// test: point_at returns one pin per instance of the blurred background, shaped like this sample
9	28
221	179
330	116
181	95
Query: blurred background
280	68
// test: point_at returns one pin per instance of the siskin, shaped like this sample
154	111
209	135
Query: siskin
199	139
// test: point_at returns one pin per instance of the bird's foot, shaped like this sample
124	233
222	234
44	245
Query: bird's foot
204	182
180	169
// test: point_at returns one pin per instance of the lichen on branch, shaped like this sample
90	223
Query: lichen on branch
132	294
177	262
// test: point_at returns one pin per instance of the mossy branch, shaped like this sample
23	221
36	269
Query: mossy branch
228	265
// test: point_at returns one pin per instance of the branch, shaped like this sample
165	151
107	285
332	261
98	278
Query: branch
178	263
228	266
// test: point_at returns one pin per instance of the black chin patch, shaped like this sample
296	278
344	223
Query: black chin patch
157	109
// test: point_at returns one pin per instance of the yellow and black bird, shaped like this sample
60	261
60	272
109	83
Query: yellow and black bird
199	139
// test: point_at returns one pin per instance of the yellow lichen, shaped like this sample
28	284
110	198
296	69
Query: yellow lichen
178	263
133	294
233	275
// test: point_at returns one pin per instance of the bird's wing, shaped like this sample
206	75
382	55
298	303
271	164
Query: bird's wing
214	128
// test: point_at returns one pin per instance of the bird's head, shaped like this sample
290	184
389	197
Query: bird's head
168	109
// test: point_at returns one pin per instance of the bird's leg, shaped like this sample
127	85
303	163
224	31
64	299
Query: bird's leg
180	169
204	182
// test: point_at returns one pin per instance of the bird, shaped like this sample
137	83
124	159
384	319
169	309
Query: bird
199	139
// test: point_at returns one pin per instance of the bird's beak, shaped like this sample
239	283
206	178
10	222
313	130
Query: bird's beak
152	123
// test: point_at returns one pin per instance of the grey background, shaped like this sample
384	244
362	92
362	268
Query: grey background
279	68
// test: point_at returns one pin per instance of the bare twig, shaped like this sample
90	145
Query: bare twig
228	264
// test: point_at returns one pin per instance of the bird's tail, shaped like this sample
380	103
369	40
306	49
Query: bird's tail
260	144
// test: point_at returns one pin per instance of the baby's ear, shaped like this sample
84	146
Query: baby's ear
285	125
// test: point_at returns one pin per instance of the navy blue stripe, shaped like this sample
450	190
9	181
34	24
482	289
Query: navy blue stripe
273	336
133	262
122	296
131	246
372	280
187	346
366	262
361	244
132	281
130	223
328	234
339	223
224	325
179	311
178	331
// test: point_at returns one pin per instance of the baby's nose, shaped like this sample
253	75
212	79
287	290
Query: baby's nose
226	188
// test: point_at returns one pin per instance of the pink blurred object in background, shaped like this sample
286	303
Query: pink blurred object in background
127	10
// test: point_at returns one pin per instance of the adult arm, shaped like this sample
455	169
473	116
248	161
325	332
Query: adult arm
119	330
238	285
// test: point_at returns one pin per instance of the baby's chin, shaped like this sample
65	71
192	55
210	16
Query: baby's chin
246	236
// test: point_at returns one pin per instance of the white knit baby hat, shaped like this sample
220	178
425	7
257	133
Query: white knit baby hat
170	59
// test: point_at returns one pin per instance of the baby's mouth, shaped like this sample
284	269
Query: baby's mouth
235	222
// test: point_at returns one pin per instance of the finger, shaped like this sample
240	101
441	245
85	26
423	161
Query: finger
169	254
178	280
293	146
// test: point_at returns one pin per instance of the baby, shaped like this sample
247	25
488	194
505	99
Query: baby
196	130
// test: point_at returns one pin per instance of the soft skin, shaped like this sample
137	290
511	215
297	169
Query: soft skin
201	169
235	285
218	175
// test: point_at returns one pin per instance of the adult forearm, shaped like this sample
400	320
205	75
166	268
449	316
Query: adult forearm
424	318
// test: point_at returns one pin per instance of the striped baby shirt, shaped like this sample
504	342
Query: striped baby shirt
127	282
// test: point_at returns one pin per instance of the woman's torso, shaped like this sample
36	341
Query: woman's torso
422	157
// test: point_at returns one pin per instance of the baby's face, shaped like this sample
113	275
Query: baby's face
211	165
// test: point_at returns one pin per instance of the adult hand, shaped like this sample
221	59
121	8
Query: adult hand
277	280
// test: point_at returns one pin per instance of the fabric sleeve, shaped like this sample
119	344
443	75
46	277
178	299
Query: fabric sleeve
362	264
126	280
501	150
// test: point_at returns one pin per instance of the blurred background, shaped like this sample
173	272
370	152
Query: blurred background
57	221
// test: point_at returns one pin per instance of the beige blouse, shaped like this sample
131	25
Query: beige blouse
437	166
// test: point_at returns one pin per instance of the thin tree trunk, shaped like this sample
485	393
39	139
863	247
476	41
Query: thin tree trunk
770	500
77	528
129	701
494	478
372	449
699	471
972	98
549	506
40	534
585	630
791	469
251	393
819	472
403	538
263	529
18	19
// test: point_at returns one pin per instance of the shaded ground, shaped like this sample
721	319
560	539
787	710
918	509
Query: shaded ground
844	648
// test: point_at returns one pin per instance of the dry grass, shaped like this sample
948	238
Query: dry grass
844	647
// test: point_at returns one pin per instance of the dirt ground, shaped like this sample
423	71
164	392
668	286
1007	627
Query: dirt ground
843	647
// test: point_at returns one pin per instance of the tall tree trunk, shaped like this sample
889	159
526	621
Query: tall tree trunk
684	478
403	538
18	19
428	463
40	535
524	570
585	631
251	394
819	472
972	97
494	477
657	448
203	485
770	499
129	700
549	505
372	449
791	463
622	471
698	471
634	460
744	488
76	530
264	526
# # # # #
TO BE DONE:
Rewrite every line of the data above as a numbered list, leaving out any blank lines.

THE RESULT:
1. // test: point_at returns one pin per instance of the blurred background, shaped like this sample
2. 9	28
3. 221	179
4. 330	116
5. 181	95
6. Query: blurred background
7. 280	68
8. // test: point_at returns one pin per instance of the siskin, shaped like this sample
9. 154	111
10. 209	135
11. Query: siskin
12. 199	139
13. // test: point_at returns one pin per instance of the bird's foot, shaped like this sample
14. 124	233
15. 222	234
16. 44	245
17. Query: bird's foot
18. 204	182
19. 180	169
20. // test: point_at returns one pin per instance of the lichen on branch, shaped like this sample
21. 90	223
22. Query: lichen on branch
23. 132	294
24. 177	262
25. // test: point_at returns one pin per instance of the mossy branch, shaped like this sample
26. 23	221
27. 36	269
28. Query: mossy branch
29. 228	265
30. // test: point_at returns one pin per instance of the branch, shaped like this sample
31. 165	151
32. 107	285
33. 332	261
34. 98	278
35. Query: branch
36. 178	263
37. 228	266
38. // test: point_at returns one pin per instance of the black chin patch, shaped like this sample
39. 296	278
40. 344	223
41. Query: black chin patch
42. 157	109
43. // test: point_at returns one pin per instance of the yellow and black bird, shaped like this sample
44. 60	261
45. 60	272
46. 109	83
47. Query: yellow and black bird
48. 199	139
49. // test: point_at returns one pin per instance of the yellow lichen, shaped like this sample
50. 28	284
51. 110	198
52. 296	69
53. Query: yellow lichen
54. 178	263
55. 133	294
56. 233	275
57. // test: point_at returns one pin per instance of the bird's wing, shaped like this sample
58. 206	75
59. 382	55
60. 298	303
61. 271	164
62. Query: bird's wing
63. 214	128
64. // test: point_at returns one pin per instance of the bird's head, shaped like this sample
65. 290	184
66. 389	197
67. Query: bird's head
68. 168	109
69. // test: point_at returns one pin per instance of the bird's leg, shaped like this sample
70. 127	85
71. 303	163
72. 224	31
73. 64	299
74. Query: bird's leg
75. 180	169
76. 204	182
77. // test: point_at returns one pin per instance of the bird, shaped like this sample
78. 137	83
79. 124	159
80. 384	319
81. 169	309
82. Query: bird
83. 199	139
84. // test: point_at returns one pin per instance of the bird's beak, shaped like this sample
85. 239	283
86. 206	178
87. 10	222
88. 313	130
89. Query: bird's beak
90. 152	123
91. // test: point_at returns one pin per instance of the grey background, shaped like this sample
92. 384	244
93. 362	92
94. 362	268
95. Query: grey background
96. 279	68
97. // test: point_at returns one pin per instance of the bare twig, shaped like this sample
98. 90	145
99. Query: bare twig
100. 228	264
101. // test: point_at returns one pin per instance of the bird's tail, shaped like this sample
102. 380	103
103. 369	40
104. 306	49
105. Query: bird's tail
106. 260	144
107. // test: point_at returns one pin per instance of the baby's ear, shaped like this sample
108. 84	146
109. Query: baby's ear
110. 285	125
111. // test: point_at returns one pin per instance of the navy blue stripe, shaped like this sample
112. 450	190
113. 9	181
114. 34	24
115. 482	289
116. Query: navy blue stripe
117. 273	336
118. 133	262
119. 122	296
120. 131	246
121. 372	280
122. 187	346
123. 366	262
124. 361	244
125. 132	281
126. 130	223
127. 328	234
128. 339	223
129. 224	325
130. 179	311
131. 178	331
132. // test: point_at returns one pin per instance of the baby's nose, shaped like this sample
133. 253	75
134. 212	79
135. 287	290
136. Query: baby's nose
137. 226	188
138. // test: point_at returns one pin per instance of the pink blurred object in background, shaped like this sample
139. 286	303
140. Query: pink blurred object in background
141. 127	10
142. // test: point_at returns one pin per instance of the adult arm, shaped like this sample
143. 455	169
144. 473	116
145. 248	161
146. 325	332
147. Query: adult arm
148. 119	330
149. 238	285
150. // test: point_at returns one pin per instance of the baby's chin, shaped like this sample
151. 65	71
152. 192	55
153. 210	16
154. Query: baby's chin
155. 246	236
156. // test: point_at returns one pin per instance of the white knit baby hat, shaped like this sample
157. 220	178
158. 425	7
159. 257	133
160. Query: white knit baby hat
161. 170	59
162. // test: point_at returns one pin per instance of the baby's mouth, shaped like this sample
163. 284	269
164. Query: baby's mouth
165. 235	222
166. // test: point_at returns one pin per instance of the finger, shaped like this sample
167. 240	101
168. 441	245
169. 85	26
170. 423	161
171. Query: finger
172. 169	254
173. 178	280
174. 293	146
175. // test: point_at returns one pin per instance of the baby, shaped like this sample
176. 247	25
177. 488	194
178. 505	99
179. Query: baby
180. 196	130
181. // test: point_at returns one pin per instance of the soft skin, shaped like this sample
182. 137	290
183. 511	215
184. 297	169
185. Query: soft skin
186. 201	169
187. 235	285
188. 218	175
189. // test: point_at returns one pin per instance of the adult forearm, shaped like this sample
190. 400	320
191. 205	75
192. 166	268
193. 449	316
194. Query: adult forearm
195. 424	318
196. // test: point_at returns one pin per instance of the striped baby shirt, shaped like this sample
197. 504	342
198. Query: striped baby shirt
199. 127	282
200. // test: point_at returns one pin per instance of the woman's torso, shaped like this sample
201. 36	341
202. Query: woman's torso
203. 422	157
204. // test: point_at returns one pin per instance of the baby's face, shaped like this sample
205. 113	275
206. Query: baby's face
207. 211	165
208. // test: point_at returns one pin per instance of the adult hand, shaped like this sample
209. 221	59
210. 121	8
211. Query: adult hand
212. 277	280
213. // test: point_at returns one pin per instance of the fabric sleeve, shaped like this sample
214. 119	344
215. 443	75
216. 46	277
217. 178	299
218. Query: fabric sleeve
219. 362	264
220. 126	280
221. 501	150
222. // test: point_at returns one pin per instance of the blurred background, shaped like this sample
223. 173	272
224. 370	152
225. Query: blurred background
226. 57	221
227. // test: point_at returns one pin per instance of the beige blouse, shaped like this sample
228. 131	25
229. Query: beige blouse
230. 437	166
231. // test: point_at returns one pin per instance of the thin tree trunk, shaped like this sample
232. 485	393
233. 39	139
234. 863	247
235. 476	41
236. Query: thin tree trunk
237. 770	500
238. 77	528
239. 129	701
240. 494	478
241. 372	449
242. 699	471
243. 972	98
244. 549	506
245. 40	534
246. 585	630
247. 791	469
248. 251	393
249. 819	472
250. 403	538
251. 263	529
252. 18	19
253. // test: point_at returns one pin per instance of the shaded ground, shaped like this sample
254. 721	319
255. 560	539
256. 787	710
257. 918	509
258. Query: shaded ground
259. 844	648
260. // test: point_at returns one pin per instance of the dry grass, shaped like this sample
261. 948	238
262. Query: dry grass
263. 844	647
264. // test: point_at returns one pin per instance of the dirt ground, shaped like this sample
265. 423	71
266. 164	392
267. 668	286
268. 1007	627
269. Query: dirt ground
270. 843	647
271. // test: point_at returns one pin per instance of the tall tree trunk, shaped like this sample
272. 889	159
273. 526	621
274. Query: tall tree trunk
275. 684	478
276. 403	538
277. 18	19
278. 428	463
279. 40	535
280. 524	570
281. 585	631
282. 251	394
283. 819	472
284. 972	97
285. 494	477
286. 657	448
287. 203	485
288. 770	499
289. 129	700
290. 549	505
291. 372	449
292. 791	463
293. 622	471
294. 698	471
295. 634	460
296. 744	488
297. 76	530
298. 264	526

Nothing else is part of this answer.